* CHALLENGE
Print the following records verbatim, line for line, with no changes.

Point annotation records:
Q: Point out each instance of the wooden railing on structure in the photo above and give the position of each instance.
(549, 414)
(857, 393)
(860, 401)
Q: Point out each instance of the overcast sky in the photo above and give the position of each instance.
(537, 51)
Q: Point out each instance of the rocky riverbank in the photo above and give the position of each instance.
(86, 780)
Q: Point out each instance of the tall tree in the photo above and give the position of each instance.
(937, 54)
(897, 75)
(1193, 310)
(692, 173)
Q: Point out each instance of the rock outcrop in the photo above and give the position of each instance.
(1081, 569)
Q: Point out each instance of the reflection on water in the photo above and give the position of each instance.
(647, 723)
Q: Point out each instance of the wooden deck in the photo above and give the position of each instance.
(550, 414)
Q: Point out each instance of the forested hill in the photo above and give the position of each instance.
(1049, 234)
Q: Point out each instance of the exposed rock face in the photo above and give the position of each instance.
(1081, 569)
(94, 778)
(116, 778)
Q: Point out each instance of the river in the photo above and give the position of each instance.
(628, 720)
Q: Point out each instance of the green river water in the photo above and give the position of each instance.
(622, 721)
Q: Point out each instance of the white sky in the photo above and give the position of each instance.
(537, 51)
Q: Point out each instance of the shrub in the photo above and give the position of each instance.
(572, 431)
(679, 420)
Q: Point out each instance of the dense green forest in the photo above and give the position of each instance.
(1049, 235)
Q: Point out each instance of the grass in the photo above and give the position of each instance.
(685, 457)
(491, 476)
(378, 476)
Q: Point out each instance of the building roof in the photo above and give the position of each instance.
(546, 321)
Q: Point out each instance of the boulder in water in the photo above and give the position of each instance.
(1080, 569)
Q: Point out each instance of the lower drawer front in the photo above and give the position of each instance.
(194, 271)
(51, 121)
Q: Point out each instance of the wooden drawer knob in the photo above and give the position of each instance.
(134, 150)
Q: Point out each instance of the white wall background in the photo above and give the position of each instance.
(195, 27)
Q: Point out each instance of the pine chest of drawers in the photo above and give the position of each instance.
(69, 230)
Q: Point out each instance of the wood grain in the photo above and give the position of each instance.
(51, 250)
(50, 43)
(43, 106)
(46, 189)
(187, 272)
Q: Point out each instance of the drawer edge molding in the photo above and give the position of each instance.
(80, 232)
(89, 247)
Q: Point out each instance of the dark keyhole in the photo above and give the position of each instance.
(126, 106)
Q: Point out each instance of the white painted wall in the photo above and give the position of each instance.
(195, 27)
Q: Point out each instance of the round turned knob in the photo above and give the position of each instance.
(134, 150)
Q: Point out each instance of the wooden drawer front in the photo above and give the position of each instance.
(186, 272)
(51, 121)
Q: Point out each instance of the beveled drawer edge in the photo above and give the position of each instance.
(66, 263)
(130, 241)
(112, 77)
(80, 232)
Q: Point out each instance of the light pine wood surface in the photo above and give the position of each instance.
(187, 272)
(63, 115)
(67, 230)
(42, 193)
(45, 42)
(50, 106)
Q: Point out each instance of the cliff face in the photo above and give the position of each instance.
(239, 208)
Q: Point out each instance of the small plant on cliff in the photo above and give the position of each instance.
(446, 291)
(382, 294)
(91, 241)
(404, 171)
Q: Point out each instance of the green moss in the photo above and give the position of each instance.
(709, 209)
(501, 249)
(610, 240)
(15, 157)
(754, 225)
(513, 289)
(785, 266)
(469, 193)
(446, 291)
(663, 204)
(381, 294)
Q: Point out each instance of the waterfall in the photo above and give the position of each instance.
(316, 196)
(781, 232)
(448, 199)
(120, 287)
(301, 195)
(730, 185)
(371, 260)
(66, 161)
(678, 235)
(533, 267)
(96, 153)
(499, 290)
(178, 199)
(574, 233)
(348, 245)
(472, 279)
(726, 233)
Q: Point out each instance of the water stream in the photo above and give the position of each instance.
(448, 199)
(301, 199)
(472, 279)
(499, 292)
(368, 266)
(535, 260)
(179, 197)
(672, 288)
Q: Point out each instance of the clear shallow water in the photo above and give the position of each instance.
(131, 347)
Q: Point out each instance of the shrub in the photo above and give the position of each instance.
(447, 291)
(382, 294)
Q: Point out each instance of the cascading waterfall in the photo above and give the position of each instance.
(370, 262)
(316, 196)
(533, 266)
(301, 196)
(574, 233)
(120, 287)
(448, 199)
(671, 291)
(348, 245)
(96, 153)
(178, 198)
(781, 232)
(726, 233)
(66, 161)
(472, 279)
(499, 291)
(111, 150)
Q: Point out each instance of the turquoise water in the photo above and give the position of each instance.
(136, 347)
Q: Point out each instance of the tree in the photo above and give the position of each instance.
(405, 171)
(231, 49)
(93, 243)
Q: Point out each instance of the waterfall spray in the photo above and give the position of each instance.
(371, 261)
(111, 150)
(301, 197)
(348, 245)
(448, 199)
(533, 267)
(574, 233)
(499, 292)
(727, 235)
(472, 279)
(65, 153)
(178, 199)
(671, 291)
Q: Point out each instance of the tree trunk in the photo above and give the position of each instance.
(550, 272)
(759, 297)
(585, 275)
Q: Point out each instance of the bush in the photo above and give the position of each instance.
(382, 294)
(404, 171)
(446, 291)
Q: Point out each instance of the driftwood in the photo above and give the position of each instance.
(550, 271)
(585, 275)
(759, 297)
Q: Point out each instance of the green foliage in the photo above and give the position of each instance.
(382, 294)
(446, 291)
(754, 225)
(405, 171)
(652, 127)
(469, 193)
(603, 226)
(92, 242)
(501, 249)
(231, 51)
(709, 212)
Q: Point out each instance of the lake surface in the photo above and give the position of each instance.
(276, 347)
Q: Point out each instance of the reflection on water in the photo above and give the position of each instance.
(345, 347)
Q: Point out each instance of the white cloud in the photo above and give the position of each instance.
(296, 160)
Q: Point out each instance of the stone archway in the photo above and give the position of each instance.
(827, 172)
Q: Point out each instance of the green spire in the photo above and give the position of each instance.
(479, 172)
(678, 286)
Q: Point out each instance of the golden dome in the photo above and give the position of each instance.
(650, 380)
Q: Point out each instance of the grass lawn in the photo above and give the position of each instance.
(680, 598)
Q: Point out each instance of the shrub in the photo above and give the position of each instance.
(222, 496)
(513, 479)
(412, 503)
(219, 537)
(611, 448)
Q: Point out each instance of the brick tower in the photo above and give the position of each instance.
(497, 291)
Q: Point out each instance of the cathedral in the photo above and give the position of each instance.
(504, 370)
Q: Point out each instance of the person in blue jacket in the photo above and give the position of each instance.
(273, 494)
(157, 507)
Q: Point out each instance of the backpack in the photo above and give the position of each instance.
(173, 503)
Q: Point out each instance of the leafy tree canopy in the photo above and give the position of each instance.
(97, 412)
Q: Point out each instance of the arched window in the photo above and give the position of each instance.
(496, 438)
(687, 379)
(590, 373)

* COMPLETE ANSWER
Q: Point out each instance of the wooden railing on structure in the photo above and give the position of each instance.
(549, 414)
(857, 393)
(860, 401)
Q: Point out each instance of the overcast sky in the photo above and give the position of each instance.
(537, 51)
Q: Point out each instance of the rocky riverbank in the photo above and give the position of each instance.
(86, 780)
Q: Point out each instance of the tall tree in the photo above and give the position of each instance.
(937, 54)
(897, 75)
(1193, 310)
(692, 173)
Q: Point out each instance of the rock outcrop in the photo above and give the position of each instance.
(1081, 569)
Q: Point out each instance of the reflection on water in the photo above and give the position of each instance.
(647, 723)
Q: Point out each instance of the wooden deck in the photo above and give the position of each instance.
(550, 414)
Q: Point out each instance of the forested hill in the photo above and give the position of each instance.
(1049, 234)
Q: Point out each instance of the exposed rock face in the photo above and give the position of each instance.
(1081, 569)
(94, 778)
(116, 778)
Q: Point out each instance of the river in the photo above and give the position of each instance.
(628, 720)
Q: Point out each instance of the green river water in the photo above and give the position of each instance.
(622, 721)
Q: Point out each instance of the white sky in the photo above and give the position of each instance.
(537, 51)
Q: Point out each instance of the shrub in the photo above and give the position of each instance.
(572, 431)
(679, 420)
Q: Point out each instance of the dense green forest in the photo above and give the position of each instance.
(1049, 235)
Q: Point out each instance of the grass in the photo above and give the position of each instance.
(685, 457)
(491, 476)
(378, 476)
Q: Point out each instance of the building roof in the photo above and give the position of each instance.
(546, 321)
Q: Point out each instance of the boulder in water in the photo above and give the position of each instance.
(1080, 569)
Q: Point out each instance of the lower drawer front in the photo above and give the position of each instance.
(194, 271)
(51, 121)
Q: Point out each instance of the wooden drawer knob in the photo above and give the position of each instance.
(134, 150)
Q: Point out each instance of the white wall background in the photo above and give the position of each instance.
(195, 27)
Q: Point out each instance of the pine chest of drawers in the photo above and give the position of each instance.
(69, 230)
Q: Point out each instance of the wood grain in the photo above and give the position of each instance.
(51, 250)
(50, 43)
(43, 106)
(46, 189)
(187, 272)
Q: Point out each instance of the drawer edge molding in the photo above and give the position of each instance.
(80, 232)
(89, 247)
Q: Point out each instance of the dark keyhole in the photo above and give the position of each instance.
(126, 106)
Q: Point out each instance of the white painted wall in the photo above and give the position of each instance.
(195, 27)
Q: Point out each instance of the round turned knob in the photo above and give the position of each instance.
(134, 150)
Q: Point out each instance of the wooden drawer front in the photo above and give the position of each instance.
(186, 272)
(51, 121)
Q: Point out each instance of the beveled drawer edge in the photo above and give the position of each instance.
(66, 263)
(130, 241)
(112, 77)
(80, 232)
Q: Point out each instance of the light pine wood surface in the photo above and give the position of each instance.
(187, 272)
(63, 115)
(67, 230)
(42, 193)
(45, 42)
(50, 106)
Q: Point out each instance of the cliff face in the photo above and give the position of each instance.
(239, 208)
Q: Point out each instance of the small plant on cliff in the photo above and give the position of each instance.
(446, 291)
(382, 294)
(91, 241)
(404, 171)
Q: Point out each instance of the green moss in the photo above and give the position of each instance.
(709, 209)
(501, 249)
(610, 240)
(15, 157)
(754, 225)
(513, 289)
(785, 266)
(469, 193)
(446, 291)
(663, 204)
(381, 294)
Q: Point out each instance of the waterfall in the photo above and give the position of each instance.
(316, 196)
(781, 232)
(448, 199)
(120, 287)
(301, 195)
(730, 185)
(371, 260)
(66, 161)
(678, 235)
(533, 267)
(96, 153)
(499, 290)
(178, 199)
(574, 233)
(348, 245)
(472, 279)
(726, 233)
Q: Point out each instance of the water stream in the photo above and give the position of each instance.
(448, 199)
(301, 199)
(472, 279)
(499, 292)
(368, 266)
(535, 260)
(179, 197)
(672, 288)
Q: Point out each instance of the clear shallow water in the photo above and give the position of each instance.
(131, 347)
Q: Point out each instance of the shrub in the photo above and give the position of each instance.
(447, 291)
(382, 294)
Q: Point out each instance of the cascading waterfall in the photo above and give the position of each instance.
(370, 262)
(316, 196)
(533, 266)
(301, 196)
(574, 233)
(120, 287)
(448, 199)
(671, 291)
(348, 245)
(96, 153)
(178, 198)
(781, 232)
(726, 233)
(66, 161)
(472, 279)
(499, 291)
(111, 150)
Q: Point out each instance of the turquoise water in the photo above and give the position of each instance.
(136, 347)
Q: Point out each instance of the tree in the photo above and give the position of each instance.
(405, 171)
(231, 49)
(93, 243)
Q: Point out each instance of the waterfall spray in the photo above and give the position of each instance.
(371, 261)
(111, 150)
(301, 197)
(348, 245)
(448, 199)
(533, 267)
(574, 233)
(499, 292)
(727, 235)
(472, 279)
(65, 153)
(178, 199)
(671, 291)
Q: Point out each instance of the tree trunk in the photo above and give the position of each instance.
(550, 272)
(759, 297)
(585, 275)
Q: Point out each instance of the bush in the photo above and give the position of each instance.
(382, 294)
(404, 171)
(446, 291)
Q: Point out each instance of the driftwood in the photo above and give the position of each instance.
(550, 271)
(585, 275)
(759, 297)
Q: Point out each instance of the green foliage in the photo above and give the position of each instance.
(382, 294)
(446, 291)
(754, 225)
(405, 171)
(652, 127)
(469, 193)
(603, 226)
(92, 242)
(501, 249)
(231, 51)
(709, 212)
Q: Point out each instance of the lake surface in the photo above and give the position of each instance.
(276, 347)
Q: Point out each instance of the reflection on water in the photo above and give the position of each instance.
(345, 347)
Q: Point out each instance of the white cloud in the photo above and give the position of each instance.
(296, 160)
Q: Point out each instance of the stone archway in the photo above and give the position of each instance.
(827, 172)
Q: Point out each instance of the green spire in the photo above and give the position of each instance.
(479, 172)
(678, 286)
Q: Point out each instance of the golden dome in the photo above and give the position of each instance.
(650, 380)
Q: Point out each instance of the grass lawn in the photo above and give the position of each instance.
(680, 598)
Q: Point out each instance of the shrub in the photo above and give the position of each instance.
(222, 496)
(513, 479)
(412, 503)
(219, 537)
(611, 448)
Q: Point out each instance of the brick tower in the photo above and give the position of each instance.
(497, 291)
Q: Point out each instance of the cathedral in the photo above and give the position of each instance.
(504, 370)
Q: Point out each instance of the person in blue jacket in the photo above and give the position of each instance.
(273, 494)
(157, 507)
Q: Point out each instance of the backpack in the photo above and give the position of each instance.
(173, 503)
Q: Point out each instance of the leafy tree canopy in the photo above and give the position of each instance.
(97, 412)
Q: Point out each instance of the arched window in the photo above and give the position of each instance.
(496, 438)
(687, 379)
(590, 373)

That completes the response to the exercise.